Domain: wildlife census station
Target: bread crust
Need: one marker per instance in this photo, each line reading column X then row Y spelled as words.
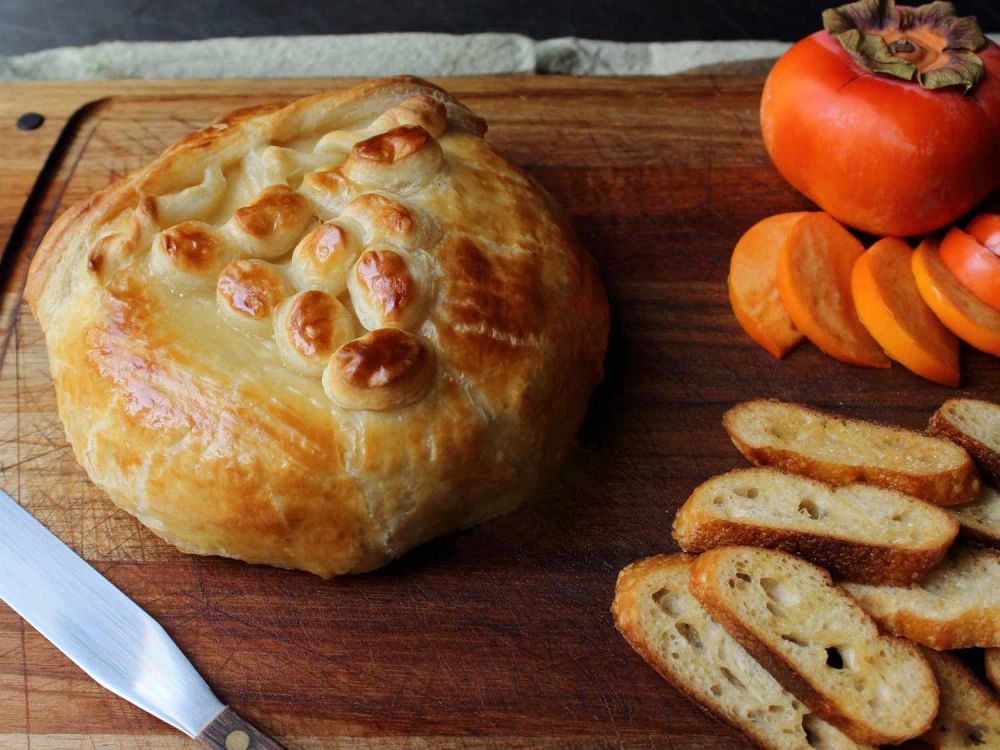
column 844, row 558
column 199, row 431
column 976, row 626
column 696, row 530
column 986, row 457
column 633, row 584
column 704, row 573
column 970, row 713
column 626, row 604
column 944, row 488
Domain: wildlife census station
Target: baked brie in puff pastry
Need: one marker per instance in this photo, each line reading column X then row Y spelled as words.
column 318, row 334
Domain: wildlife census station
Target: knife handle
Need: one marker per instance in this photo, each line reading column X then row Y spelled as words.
column 230, row 731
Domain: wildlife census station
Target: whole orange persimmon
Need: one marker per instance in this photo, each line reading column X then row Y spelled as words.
column 889, row 118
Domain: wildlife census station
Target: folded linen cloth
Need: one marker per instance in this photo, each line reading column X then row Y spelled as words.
column 375, row 54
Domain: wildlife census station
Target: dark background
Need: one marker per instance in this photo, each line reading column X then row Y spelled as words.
column 28, row 25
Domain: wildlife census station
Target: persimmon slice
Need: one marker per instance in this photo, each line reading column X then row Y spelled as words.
column 986, row 229
column 897, row 317
column 814, row 280
column 753, row 285
column 958, row 308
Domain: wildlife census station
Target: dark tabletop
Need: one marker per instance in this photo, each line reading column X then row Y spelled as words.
column 28, row 25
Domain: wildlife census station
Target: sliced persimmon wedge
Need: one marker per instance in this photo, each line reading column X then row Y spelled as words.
column 958, row 308
column 897, row 317
column 974, row 264
column 814, row 280
column 753, row 285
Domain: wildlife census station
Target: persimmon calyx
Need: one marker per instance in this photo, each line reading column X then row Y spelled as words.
column 929, row 44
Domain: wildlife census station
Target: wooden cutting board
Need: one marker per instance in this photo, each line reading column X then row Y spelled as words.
column 495, row 637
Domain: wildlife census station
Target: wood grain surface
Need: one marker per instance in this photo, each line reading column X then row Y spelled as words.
column 497, row 637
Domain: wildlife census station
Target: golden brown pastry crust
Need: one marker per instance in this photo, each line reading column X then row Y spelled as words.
column 174, row 392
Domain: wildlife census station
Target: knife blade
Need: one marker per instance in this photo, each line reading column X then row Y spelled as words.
column 108, row 635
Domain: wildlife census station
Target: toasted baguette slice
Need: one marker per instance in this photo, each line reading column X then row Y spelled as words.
column 980, row 519
column 969, row 715
column 839, row 450
column 858, row 532
column 956, row 606
column 818, row 642
column 975, row 425
column 659, row 618
column 992, row 662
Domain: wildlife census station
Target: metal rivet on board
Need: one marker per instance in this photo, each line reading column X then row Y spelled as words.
column 30, row 121
column 238, row 740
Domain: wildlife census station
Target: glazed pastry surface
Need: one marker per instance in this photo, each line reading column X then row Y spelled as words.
column 315, row 335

* **Task to carry out**
Lay out the items above as a two-column CSV with the headers wording and answer, one row per item. Put each item's text and its answer in one quoted field apiece, turn line breaks into spaces, and leave the pictures out.

* **Task output**
wording,answer
"Domain: wildlife census station Target: bread crust Need: one marker per instance in this photo, each line reading column X then row Y spelled as words.","column 844, row 558 column 199, row 431 column 976, row 626 column 696, row 530 column 986, row 457 column 633, row 584 column 704, row 573 column 970, row 713 column 626, row 604 column 944, row 488"
"Domain: wildlife census station Target: baked brie in puff pastry Need: one marker per instance in this photo, each line reading column X then row Y spelled as words.","column 318, row 334"
"Domain: wildlife census station Target: knife handle Need: one marker per instance in this photo, each line reading column X then row Y spelled as words.","column 230, row 731"
"Domain: wildlife census station Target: whole orange persimmon Need: one marker per instance in this photo, each line reading column X then row Y spelled as words.","column 889, row 118"
"Domain: wildlife census station Target: folded linen cloth Need: one marker per instance in this photo, each line reading column X then row Y spelled as words.","column 375, row 54"
"Domain: wildlife census station Target: dark background Need: one marker per instance in this photo, each line reading column X then row Y spelled as words.","column 28, row 25"
"Domain: wildlife census station Target: persimmon slice Need: one marker per instance in this photo, each line reading column X then row Y spelled as words.","column 986, row 229 column 897, row 317 column 814, row 280 column 753, row 285 column 958, row 308"
"Domain: wildlife census station Target: dark tabletop Need: one marker per instance in this photo, each line reading column X then row Y spelled as words.","column 28, row 25"
"Domain: wildlife census station Target: sliced persimmon wedge Need: one marker per instance in this photo, each line reading column X then row Y spelled as words.","column 958, row 308 column 897, row 317 column 974, row 264 column 814, row 280 column 753, row 285"
"Domain: wildlife census station Target: persimmon calyx Need: one marker per instance in this photo, each line reading column X then row Y spelled as words.","column 929, row 44"
"Domain: wildlife census station Target: wooden cutting board Need: one marker per instance in this photo, each line reading column X then row Y spelled as words.","column 495, row 637"
"Domain: wildlife census station Target: wood grain surface Need: one marker per instance in this photo, each line reading column X then row Y spelled as words.","column 497, row 637"
"Domain: wildlife census station Target: golden brown pastry crust Need: one marker per instance in this photo, each line reading column X then row Y spelled as words.","column 174, row 392"
"Domain: wildlife census station Target: knife blade Need: one marker per instance in this photo, each line reading column X then row Y spelled as words.","column 108, row 635"
"Domain: wildlife census station Target: toasted baguette slice Need: one marker per instance in this photo, each line reading column X then row Y spelled as words.","column 980, row 519 column 969, row 715 column 839, row 450 column 858, row 532 column 956, row 606 column 818, row 642 column 975, row 425 column 659, row 618 column 992, row 662"
"Domain: wildlife census station Target: metal rivet on board Need: one marker per instance in this photo, each line reading column X then row Y spelled as words.","column 30, row 121 column 238, row 740"
"Domain: wildlife census station Target: glazed pastry surface Need: one marker per instance in this photo, each line reading column X then row Y spelled as words.","column 315, row 335"